[Collection entries]
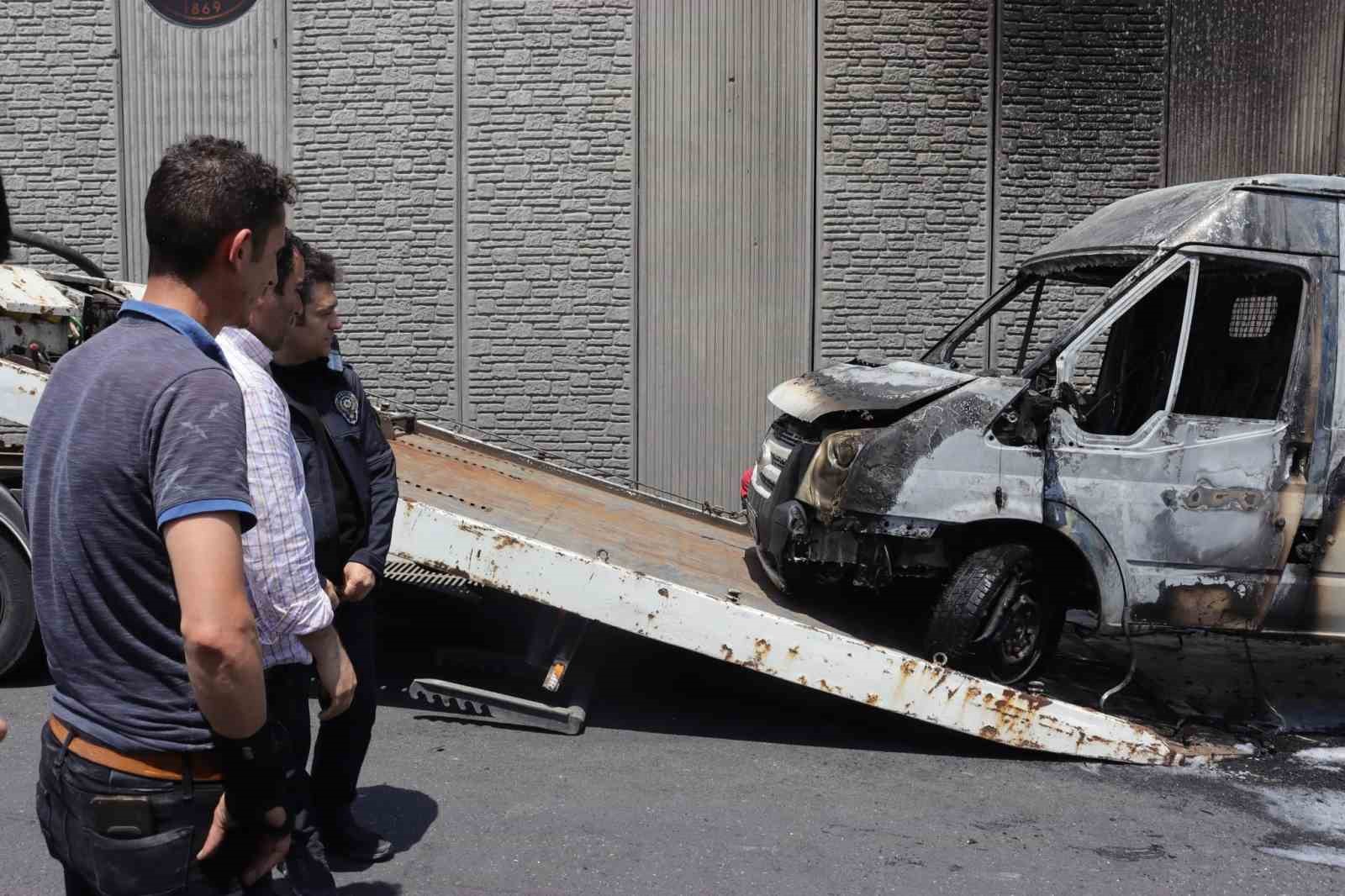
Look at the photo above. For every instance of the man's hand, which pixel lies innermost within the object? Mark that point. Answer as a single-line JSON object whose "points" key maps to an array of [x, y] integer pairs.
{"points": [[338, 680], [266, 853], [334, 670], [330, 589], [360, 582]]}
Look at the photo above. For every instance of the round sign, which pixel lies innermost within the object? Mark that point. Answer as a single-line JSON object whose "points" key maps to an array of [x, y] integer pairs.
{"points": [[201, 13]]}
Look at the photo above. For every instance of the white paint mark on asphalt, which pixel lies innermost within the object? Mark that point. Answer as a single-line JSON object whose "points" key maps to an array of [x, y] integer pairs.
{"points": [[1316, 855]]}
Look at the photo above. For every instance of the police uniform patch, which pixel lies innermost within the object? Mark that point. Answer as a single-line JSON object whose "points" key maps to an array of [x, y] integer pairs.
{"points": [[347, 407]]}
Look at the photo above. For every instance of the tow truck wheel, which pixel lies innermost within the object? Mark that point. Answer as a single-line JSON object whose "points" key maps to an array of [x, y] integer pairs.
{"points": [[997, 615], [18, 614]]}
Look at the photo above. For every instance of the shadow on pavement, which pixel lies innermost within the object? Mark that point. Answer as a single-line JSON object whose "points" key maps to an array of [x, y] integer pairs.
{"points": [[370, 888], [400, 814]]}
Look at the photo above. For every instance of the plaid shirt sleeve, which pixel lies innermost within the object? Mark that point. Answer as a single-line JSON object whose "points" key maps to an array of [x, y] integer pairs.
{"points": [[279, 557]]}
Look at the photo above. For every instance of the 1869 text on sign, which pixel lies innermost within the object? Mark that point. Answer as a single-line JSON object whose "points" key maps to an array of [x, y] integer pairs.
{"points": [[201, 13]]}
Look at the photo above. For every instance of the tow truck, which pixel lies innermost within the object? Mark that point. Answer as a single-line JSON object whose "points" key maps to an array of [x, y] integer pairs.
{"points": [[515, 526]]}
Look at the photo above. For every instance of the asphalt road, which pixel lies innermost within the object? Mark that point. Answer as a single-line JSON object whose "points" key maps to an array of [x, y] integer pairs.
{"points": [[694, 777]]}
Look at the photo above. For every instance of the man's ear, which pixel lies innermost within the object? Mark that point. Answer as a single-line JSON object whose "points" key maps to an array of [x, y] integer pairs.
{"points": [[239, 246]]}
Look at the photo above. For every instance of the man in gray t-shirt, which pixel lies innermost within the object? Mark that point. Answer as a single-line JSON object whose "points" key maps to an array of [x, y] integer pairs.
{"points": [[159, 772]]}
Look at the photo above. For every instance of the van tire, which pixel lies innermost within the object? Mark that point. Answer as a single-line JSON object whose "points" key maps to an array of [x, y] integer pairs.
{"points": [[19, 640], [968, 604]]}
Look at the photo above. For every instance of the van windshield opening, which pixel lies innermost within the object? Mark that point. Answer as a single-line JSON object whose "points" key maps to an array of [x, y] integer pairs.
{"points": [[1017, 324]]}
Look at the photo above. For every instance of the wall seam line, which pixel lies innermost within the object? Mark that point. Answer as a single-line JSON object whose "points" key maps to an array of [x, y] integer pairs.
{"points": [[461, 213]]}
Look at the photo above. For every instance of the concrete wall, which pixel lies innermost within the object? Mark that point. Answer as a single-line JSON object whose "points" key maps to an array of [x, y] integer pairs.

_WHAT IS BEING ASKED:_
Rewrite the lines from the one containing "the van windshield" through the final line, inclusive, as a Markdown table with the columns No. and Line. Number each row and omit blank lines.

_SOLUTION TO THE PROBLEM:_
| No. | Line |
|---|---|
| 1 | Look at the photo above. For every instance of the van windshield opening, which pixel lies innermost within the object? Mark that point. Answer as a single-line JSON object whose "points" key maps to an array of [x, y] integer pairs. |
| 2 | {"points": [[1017, 324]]} |
| 3 | Look at the photo above. For every instance of the wall seam line, which pixel lies innermost within the object? Mark that point. Answer as a single-line JSON object whose "points" key maps to an array of [x, y] integer pairs. |
| 4 | {"points": [[461, 213]]} |
| 5 | Look at the photo above. For every instance of the concrete wall, which pixel lies innermost within the object? Mark that point. Answer as a single-line JSON object whose "points" key maps to an array of [x, y] integer pairs. |